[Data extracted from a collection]
▶

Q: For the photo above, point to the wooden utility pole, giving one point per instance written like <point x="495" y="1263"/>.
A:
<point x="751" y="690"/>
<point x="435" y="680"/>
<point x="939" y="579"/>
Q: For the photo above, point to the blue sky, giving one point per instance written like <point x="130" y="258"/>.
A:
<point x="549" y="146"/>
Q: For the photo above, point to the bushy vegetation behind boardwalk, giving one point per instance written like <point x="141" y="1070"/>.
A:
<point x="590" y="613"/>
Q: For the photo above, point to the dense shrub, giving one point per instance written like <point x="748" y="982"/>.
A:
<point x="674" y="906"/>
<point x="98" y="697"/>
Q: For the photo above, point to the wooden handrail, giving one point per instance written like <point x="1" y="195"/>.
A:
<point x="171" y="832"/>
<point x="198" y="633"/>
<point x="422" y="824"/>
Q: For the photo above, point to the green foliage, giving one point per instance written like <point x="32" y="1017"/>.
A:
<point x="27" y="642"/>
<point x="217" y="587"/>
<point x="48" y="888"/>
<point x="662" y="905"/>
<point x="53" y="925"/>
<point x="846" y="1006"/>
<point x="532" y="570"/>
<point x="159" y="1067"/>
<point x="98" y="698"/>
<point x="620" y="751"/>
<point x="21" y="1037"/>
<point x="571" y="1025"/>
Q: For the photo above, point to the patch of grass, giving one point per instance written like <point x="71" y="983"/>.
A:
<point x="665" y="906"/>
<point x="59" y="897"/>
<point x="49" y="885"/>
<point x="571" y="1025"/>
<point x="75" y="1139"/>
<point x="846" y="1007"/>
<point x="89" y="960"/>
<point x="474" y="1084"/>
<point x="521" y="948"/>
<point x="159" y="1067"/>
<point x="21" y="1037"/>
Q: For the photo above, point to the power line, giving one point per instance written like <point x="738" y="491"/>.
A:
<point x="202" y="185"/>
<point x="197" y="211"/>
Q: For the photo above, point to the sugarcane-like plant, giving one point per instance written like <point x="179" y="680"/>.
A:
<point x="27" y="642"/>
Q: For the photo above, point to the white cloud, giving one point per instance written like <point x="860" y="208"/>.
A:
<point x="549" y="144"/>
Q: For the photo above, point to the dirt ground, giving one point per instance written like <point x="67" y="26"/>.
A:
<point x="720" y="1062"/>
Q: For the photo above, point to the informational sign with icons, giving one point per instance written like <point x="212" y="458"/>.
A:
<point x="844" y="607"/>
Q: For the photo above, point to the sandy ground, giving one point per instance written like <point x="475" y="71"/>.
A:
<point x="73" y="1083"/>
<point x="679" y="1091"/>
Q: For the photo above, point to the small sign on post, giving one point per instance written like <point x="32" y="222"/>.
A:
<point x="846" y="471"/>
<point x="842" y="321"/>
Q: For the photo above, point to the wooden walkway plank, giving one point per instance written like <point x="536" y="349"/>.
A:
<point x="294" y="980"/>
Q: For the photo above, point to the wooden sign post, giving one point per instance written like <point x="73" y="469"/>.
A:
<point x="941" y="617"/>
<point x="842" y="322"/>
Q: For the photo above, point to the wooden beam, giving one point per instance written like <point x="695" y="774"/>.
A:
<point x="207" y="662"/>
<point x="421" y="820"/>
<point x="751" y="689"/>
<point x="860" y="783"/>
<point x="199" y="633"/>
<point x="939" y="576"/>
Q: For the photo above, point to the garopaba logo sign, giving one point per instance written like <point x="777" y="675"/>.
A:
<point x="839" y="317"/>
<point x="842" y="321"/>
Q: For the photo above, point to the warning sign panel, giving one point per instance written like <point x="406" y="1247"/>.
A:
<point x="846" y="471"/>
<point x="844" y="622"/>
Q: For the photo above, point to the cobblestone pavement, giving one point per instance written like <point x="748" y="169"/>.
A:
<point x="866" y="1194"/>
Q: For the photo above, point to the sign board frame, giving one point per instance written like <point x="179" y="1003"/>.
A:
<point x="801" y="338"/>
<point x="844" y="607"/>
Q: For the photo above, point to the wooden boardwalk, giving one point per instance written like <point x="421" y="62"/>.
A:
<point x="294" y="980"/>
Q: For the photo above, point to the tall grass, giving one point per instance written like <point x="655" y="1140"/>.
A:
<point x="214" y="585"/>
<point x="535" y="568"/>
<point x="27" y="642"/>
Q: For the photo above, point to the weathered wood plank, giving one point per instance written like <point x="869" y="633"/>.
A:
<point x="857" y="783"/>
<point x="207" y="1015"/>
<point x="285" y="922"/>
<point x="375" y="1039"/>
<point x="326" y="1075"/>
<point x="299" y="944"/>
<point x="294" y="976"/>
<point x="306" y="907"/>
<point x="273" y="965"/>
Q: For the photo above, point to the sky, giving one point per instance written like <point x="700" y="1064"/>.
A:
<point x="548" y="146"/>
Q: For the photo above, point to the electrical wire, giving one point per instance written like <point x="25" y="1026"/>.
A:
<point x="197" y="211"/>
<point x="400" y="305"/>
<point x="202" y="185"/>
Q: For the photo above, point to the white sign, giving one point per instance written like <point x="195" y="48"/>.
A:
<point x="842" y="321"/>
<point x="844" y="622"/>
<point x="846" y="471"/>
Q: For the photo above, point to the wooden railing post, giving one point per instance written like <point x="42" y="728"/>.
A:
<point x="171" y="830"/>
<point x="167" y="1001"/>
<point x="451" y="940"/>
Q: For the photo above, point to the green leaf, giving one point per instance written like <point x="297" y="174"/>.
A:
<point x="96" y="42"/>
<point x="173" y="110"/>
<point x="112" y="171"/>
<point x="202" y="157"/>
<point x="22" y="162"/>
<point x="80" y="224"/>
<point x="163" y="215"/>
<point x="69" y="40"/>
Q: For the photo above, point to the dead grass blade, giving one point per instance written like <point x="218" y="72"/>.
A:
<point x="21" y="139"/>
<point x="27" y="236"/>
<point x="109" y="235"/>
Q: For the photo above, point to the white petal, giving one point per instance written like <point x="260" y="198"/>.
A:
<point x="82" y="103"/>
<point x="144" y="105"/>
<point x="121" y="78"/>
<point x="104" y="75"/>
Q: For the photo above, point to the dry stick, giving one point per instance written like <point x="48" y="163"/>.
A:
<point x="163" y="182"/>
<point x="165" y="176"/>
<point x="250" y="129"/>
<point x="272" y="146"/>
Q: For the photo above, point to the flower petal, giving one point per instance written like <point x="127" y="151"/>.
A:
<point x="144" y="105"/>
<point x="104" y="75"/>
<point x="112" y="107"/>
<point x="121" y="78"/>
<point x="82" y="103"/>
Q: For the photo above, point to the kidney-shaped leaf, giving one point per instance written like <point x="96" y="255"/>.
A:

◀

Scan the data above and copy each line containing the word "sign".

Q: For the photo above, point to the informational sign with icons, giving one point per instance written like <point x="212" y="458"/>.
Q: For the photo above, point to the small sign on post, giving one point per instance written like <point x="32" y="222"/>.
Q: For the photo above, point to the wooden sign post, giving one point per instance written like <point x="73" y="469"/>.
Q: For the photo above, point to the garopaba logo sign, giving one point per instance written like <point x="777" y="675"/>.
Q: For the photo above, point to the warning sign panel, giving one point per instance written like <point x="406" y="1247"/>.
Q: For the photo above, point to the sign board frame, giving one point per instance written like <point x="179" y="1003"/>.
Q: For the photo above, point to the white sign, giving one point per instance written like <point x="195" y="48"/>.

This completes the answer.